[Text for analysis — start]

STEP 3: Launch Wordpress (from the Wordpress site):
* Log in to your Account Manager.
* From the Products section, click Hosting.
* Next to the hosting account you want to use, click Launch.
* Complete the following fields, and then click Finish:
* Enter domain — Enter the domain name you want to use.
* FTP user name — Use the automatically generated user name.
* Password & Confirm password — Enter the password you want to use to access your hosting account with FTP.
* Enter your email address.
* Blog title — Enter the title you want to use.
The estimated wait time for your hosting account to become accessible displays. When your account is set up, the Wordpress team will email you all of your basic account-management information.
To set up your pages, go to your domainname/wordpress
Then log in with user name and password.
Or click on “Your Applications” from the hosting control center, then “My Applications.”
- Search for promo codes (coupons) for godaddy on the Internet: I found gdz952z for a 30 percent discount at checkout. Feel free to use that code, or another you find, at checkout.
- Go to godaddy.com in your browser: Do a domain name search to see if the combination you want for your Web site address is available. I bought chrisharvey.info for $1.99 for the year. You might also check out .com, .org, .me or us. If you click on the code on the selection page, it will explain each domain name.
- Complete the Domain Registration Information. IMPORTANT: I used a work address and phone number, because this information will show up on the WHOIS listing, which is public information. I used a work email and left the company box blank. See more info on privacy two bullets down.
- I registered for 1 year, and clicked “unCertified” Domain. (Godaddy charges $4.99 a year to assure consumers you are who you purport to be. You can choose to pay this extra fee if you'd like.)
- Privacy and Domain Protection: If you don’t have a work address, you may have to pay between $11.99 and $24.99 for varying levels of privacy protection on step 3 of the registration process. PLEASE NOTE THAT YOU’RE ALSO ASKED AT CHECKOUT IF YOU’D LIKE A PRIVATE REGISTRATION; AT THIS STEP, YOU CAN BUY IT FOR $6.99 A YEAR. It also asks you at checkout if you’d like to buy .mobi (a mobile account) for $6.99 a year for those interested. I did not do this.
- Choose hosting type. I chose Economy, for 10 gig of space, at $5.19 a month. It unfortunately at this step doesn't ask you for how long; it assumes a year. This can be changed at checkout to shorter periods. You'll see in steps to come.
- At CHECKOUT, be sure to enter your promo code, gdz952z (or another you've found). If this doesn’t work for you, simply search for another coupon on the Internet. Search for godaddy.com promo codes.

[Text for analysis — finish]
[Records supplied — start]

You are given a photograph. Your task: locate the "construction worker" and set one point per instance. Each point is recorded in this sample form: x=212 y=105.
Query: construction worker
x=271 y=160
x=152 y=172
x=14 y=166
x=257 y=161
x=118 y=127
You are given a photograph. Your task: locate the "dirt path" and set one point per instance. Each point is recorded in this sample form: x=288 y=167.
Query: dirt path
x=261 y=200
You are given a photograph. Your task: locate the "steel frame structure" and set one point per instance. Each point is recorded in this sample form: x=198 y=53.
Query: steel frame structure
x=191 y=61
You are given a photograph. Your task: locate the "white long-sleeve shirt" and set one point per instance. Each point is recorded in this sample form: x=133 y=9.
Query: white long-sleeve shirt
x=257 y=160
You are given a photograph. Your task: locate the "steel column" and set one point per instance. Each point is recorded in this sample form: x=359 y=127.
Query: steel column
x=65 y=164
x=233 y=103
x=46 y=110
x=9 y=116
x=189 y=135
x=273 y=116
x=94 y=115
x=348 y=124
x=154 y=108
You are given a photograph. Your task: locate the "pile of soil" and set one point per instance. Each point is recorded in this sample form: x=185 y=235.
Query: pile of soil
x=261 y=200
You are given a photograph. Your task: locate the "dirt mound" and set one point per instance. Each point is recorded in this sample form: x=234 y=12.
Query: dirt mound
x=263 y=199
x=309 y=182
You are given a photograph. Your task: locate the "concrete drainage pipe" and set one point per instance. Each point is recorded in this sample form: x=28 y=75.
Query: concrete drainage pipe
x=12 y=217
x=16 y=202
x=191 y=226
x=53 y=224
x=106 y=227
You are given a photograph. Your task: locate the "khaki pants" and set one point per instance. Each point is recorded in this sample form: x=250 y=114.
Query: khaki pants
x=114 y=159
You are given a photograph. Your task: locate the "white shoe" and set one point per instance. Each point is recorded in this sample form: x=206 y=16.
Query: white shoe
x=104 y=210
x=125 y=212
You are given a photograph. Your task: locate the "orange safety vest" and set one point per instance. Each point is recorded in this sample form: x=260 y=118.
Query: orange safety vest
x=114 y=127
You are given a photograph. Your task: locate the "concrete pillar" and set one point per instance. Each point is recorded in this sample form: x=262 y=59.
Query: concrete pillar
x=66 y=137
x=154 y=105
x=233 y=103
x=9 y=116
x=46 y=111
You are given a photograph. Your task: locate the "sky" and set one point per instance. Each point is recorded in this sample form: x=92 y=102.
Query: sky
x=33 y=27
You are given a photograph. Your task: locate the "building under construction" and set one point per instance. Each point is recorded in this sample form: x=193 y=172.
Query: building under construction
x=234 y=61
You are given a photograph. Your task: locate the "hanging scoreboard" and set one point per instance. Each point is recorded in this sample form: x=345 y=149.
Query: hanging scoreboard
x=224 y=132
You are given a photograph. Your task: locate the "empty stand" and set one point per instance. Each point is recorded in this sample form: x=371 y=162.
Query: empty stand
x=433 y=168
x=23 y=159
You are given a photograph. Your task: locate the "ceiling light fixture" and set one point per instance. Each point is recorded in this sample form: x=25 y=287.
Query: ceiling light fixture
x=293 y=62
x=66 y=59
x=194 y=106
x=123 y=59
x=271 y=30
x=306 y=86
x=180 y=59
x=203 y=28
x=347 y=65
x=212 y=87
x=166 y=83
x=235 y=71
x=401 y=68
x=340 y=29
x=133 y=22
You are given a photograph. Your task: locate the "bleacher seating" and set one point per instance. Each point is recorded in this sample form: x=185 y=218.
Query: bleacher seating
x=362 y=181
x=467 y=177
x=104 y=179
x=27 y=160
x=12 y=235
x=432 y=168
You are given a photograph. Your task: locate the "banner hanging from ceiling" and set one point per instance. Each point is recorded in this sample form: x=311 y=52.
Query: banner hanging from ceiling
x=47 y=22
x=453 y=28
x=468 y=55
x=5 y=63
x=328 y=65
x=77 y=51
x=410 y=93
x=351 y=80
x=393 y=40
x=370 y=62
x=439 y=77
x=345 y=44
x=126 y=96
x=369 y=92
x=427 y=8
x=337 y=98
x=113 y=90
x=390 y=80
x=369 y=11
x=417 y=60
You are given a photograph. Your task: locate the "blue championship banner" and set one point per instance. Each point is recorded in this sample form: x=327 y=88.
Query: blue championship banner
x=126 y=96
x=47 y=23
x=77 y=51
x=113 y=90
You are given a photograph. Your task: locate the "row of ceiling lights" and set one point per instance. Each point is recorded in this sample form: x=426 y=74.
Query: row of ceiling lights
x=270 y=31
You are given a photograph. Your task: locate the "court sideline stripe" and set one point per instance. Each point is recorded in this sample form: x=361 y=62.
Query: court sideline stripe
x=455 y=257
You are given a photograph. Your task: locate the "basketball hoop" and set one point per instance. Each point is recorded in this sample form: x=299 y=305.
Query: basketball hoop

[Records supplied — finish]

> _Exercise tasks_
1. From the GoDaddy setup instructions, copy out everything from "STEP 3: Launch" down to "account with FTP.".
2. Answer these questions using the GoDaddy setup instructions:
(a) How much did the writer pay for chrisharvey.info for the year?
(b) Which hosting type did the writer choose, and how much space does it give?
(c) What address should you go to in order to set up your pages?
3. List every distinct dollar amount in the GoDaddy setup instructions.

> _Per-task answers_
1.
STEP 3: Launch Wordpress (from the Wordpress site):
* Log in to your Account Manager.
* From the Products section, click Hosting.
* Next to the hosting account you want to use, click Launch.
* Complete the following fields, and then click Finish:
* Enter domain — Enter the domain name you want to use.
* FTP user name — Use the automatically generated user name.
* Password & Confirm password — Enter the password you want to use to access your hosting account with FTP.

2.
(a) $1.99
(b) Economy, with 10 gig of space
(c) Your domainname/wordpress

3.
$1.99
$4.99
$11.99
$24.99
$6.99
$5.19